TEXTE FOURNI:

★ ★ ★

Maroc : les socialistes de l’USFP à la dérive
Son net recul aux législatives marocaines de 2011 et la cacophonie au sein de son groupe parlementaire fragilisent l’USFP. Même le capitaine, Abdelouahed Radi, a quitté le navire.
« Imaginez un secrétaire général qui quitte le pays en pleine crise provoquée par la démission du chef du groupe parlementaire ! C’est surréaliste, non ? » Ce militant de l’Union socialiste des forces populaires (USFP) manque de s’étouffer en évoquant la situation au sein du grand parti de la gauche marocaine, en recul constant depuis sa participation au gouvernement, en 1998. Abdelouahed Radi a en effet déserté le parti après son élection à la tête de l’Union interparlementaire (UIP), une retraite dorée depuis qu’il a dû quitter le perchoir. Riyad, Genève, New York ou Koweït City, le recordman de longévité électorale snobe aujourd’hui les réunions du bureau politique (BP), dont celle du mardi 28 février, qui a rejeté la démission d’Ahmed Zaïdi, chef du groupe parlementaire. Pour ce dernier, fin tacticien, cette annonce était le seul moyen de faire respecter son autorité sous la coupole du Parlement.

★ ★ ★

DONNÉES ENREGISTRÉES:
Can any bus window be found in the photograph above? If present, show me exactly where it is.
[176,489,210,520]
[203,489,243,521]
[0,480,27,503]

★ ★ ★

CONSIGNES:
A – D'après le texte sur les socialistes marocains, à la tête de quelle organisation Abdelouahed Radi a-t-il été élu ?
B – Mettez à jour le passage du texte sur les socialistes marocains qui s'ouvre sur les mots contenant « Maroc : les » et se termine par « quitté le navire. », en mettant « bateau » à la place de « navire ».
Ce matériel vient d'une autre source que le texte.

RÉSULTATS:
A – À la tête de l'Union interparlementaire (UIP).

B –
Maroc : les socialistes de l’USFP à la dérive
Son net recul aux législatives marocaines de 2011 et la cacophonie au sein de son groupe parlementaire fragilisent l’USFP. Même le capitaine, Abdelouahed Radi, a quitté le bateau.